And a Orthodox historian scholar admits that "the word "priesthood" is itself a corruption of the Greek "presbyter." (John Anthony McGuckin, "The Orthodox Church: An Introduction to its History, Doctrine, and Spiritual Culture)

In response to a query on this issue, the web site of International Standard Version (not my preferred translation) states,

No Greek lexicons or other scholarly sources suggest that "presbyteros" means "priest" instead of "elder". The Greek word is equivalent to the Hebrew ZAQEN, which means "elder", and not priest. You can see the ZAQENIM described in Exodus 18:21-22 using some of the same equivalent Hebrew terms as Paul uses in the GK of 1&2 Timothy and Titus. Note that the ZAQENIM are NOT priests (i.e., from the tribe of Levi) but are rather men of distinctive maturity that qualifies them for ministerial roles among the people.

Therefore the NT equivalent of the ZAQENIM cannot be the Levitical priests. The Greek "presbyteros" (literally, the comparative of the Greek word for "old" and therefore translated as "one who is older") thus describes the character qualities of the "episkopos". The term "elder" would therefore appear to describe the character, while the term "overseer" (for that is the literal rendering of "episkopos") connotes the job description.

To sum up, far from obfuscating the meaning of "presbyteros", our rendering of "elder" most closely associates the original Greek term with its OT counterpart, the ZAQENIM. ...we would also question the fundamental assumption that you bring up in your last observation, i.e., that "the church has always had priests among its ordained clergy". We can find no documentation of that claim. (http://isvbible.com/catacombs/elders.htm)

[LISTED RECORDS]:
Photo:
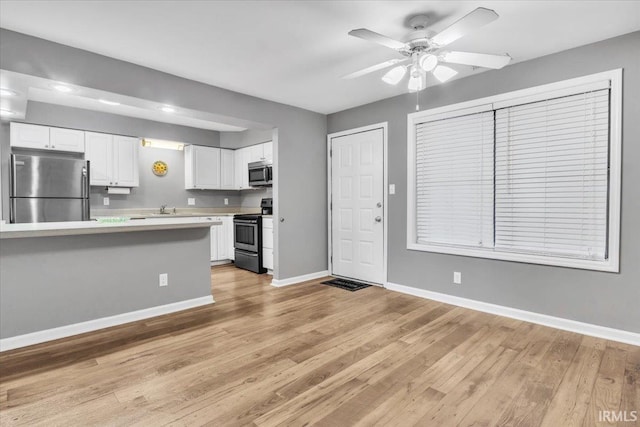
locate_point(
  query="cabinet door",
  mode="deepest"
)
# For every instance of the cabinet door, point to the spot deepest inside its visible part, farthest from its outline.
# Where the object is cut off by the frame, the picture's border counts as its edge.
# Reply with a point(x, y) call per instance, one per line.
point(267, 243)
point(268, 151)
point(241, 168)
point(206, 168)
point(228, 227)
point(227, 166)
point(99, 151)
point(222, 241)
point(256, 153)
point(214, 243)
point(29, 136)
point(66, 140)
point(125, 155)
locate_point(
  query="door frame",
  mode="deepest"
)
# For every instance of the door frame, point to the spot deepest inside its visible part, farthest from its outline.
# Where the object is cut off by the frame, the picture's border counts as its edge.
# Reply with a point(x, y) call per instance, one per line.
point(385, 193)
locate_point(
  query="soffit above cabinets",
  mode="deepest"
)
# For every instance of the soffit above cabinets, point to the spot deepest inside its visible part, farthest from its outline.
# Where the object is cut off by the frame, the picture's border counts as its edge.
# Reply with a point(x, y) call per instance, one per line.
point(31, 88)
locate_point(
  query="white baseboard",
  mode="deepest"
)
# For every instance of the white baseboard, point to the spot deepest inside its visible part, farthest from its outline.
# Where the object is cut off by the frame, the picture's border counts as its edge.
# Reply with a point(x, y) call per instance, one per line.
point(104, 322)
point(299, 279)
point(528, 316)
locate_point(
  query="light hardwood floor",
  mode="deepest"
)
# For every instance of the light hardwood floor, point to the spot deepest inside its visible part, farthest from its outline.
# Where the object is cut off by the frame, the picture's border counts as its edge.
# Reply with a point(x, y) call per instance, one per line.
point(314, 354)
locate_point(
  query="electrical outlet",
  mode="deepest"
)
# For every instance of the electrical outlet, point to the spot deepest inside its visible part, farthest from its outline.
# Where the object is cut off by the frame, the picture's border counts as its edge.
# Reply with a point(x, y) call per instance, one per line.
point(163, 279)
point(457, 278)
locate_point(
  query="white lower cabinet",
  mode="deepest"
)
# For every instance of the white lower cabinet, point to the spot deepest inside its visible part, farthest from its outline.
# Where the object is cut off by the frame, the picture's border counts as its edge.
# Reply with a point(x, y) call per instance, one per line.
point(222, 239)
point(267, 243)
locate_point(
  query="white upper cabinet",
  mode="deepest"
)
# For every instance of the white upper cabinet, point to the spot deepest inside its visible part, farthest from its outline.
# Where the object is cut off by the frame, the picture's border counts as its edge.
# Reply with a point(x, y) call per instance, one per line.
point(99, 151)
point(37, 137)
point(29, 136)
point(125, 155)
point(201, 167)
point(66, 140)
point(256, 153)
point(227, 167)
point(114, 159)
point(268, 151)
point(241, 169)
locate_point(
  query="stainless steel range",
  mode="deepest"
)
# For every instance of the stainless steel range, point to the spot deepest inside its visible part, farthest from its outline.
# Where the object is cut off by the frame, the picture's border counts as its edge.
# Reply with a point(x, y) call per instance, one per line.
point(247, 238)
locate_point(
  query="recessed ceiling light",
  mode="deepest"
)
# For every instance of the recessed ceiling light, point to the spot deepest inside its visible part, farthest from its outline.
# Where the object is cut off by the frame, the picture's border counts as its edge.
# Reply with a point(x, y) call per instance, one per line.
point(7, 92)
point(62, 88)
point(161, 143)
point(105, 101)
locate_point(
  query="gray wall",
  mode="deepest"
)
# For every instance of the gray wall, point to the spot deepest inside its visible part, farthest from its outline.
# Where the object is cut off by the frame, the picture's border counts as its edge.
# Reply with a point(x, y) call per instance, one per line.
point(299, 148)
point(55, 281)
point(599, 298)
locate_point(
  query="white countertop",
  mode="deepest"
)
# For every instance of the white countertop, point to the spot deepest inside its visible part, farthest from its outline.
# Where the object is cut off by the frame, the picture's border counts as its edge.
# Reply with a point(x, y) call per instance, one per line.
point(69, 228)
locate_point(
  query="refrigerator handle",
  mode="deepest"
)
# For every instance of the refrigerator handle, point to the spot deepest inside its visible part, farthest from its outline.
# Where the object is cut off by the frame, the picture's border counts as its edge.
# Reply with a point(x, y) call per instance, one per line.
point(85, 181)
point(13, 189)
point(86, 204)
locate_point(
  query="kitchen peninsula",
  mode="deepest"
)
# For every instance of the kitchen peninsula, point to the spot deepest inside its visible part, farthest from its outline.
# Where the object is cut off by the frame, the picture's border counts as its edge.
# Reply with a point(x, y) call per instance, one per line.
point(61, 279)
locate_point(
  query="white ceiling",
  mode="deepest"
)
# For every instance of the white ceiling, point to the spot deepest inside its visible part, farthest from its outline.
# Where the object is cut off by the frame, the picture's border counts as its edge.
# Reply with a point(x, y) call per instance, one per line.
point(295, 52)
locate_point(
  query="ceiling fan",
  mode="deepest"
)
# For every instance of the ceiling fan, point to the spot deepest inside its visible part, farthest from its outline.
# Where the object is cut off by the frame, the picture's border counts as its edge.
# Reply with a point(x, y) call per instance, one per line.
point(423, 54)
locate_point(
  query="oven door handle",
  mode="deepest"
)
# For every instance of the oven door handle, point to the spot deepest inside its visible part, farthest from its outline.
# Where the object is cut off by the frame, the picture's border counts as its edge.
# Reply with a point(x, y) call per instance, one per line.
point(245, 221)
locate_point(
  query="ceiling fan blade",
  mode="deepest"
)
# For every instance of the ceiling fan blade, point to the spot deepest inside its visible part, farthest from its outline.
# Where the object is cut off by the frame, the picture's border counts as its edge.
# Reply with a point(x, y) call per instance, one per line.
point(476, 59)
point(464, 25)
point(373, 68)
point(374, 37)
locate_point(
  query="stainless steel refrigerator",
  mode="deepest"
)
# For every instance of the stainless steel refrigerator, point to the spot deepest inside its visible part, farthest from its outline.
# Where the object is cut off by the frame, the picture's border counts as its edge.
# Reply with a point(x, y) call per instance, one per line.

[SHORT TASK 1]:
In the passage about the word "presbyter," which Hebrew word is the Greek "presbyteros" said to match?
[SHORT TASK 2]:
Copy out the passage about the word "presbyter" again, everything from "To sum up, far" down to "that claim. (http://isvbible.com/catacombs/elders.htm)".

[COMPLETE ANSWER 1]:
ZAQEN, which means "elder."

[COMPLETE ANSWER 2]:
To sum up, far from obfuscating the meaning of "presbyteros", our rendering of "elder" most closely associates the original Greek term with its OT counterpart, the ZAQENIM. ...we would also question the fundamental assumption that you bring up in your last observation, i.e., that "the church has always had priests among its ordained clergy". We can find no documentation of that claim. (http://isvbible.com/catacombs/elders.htm)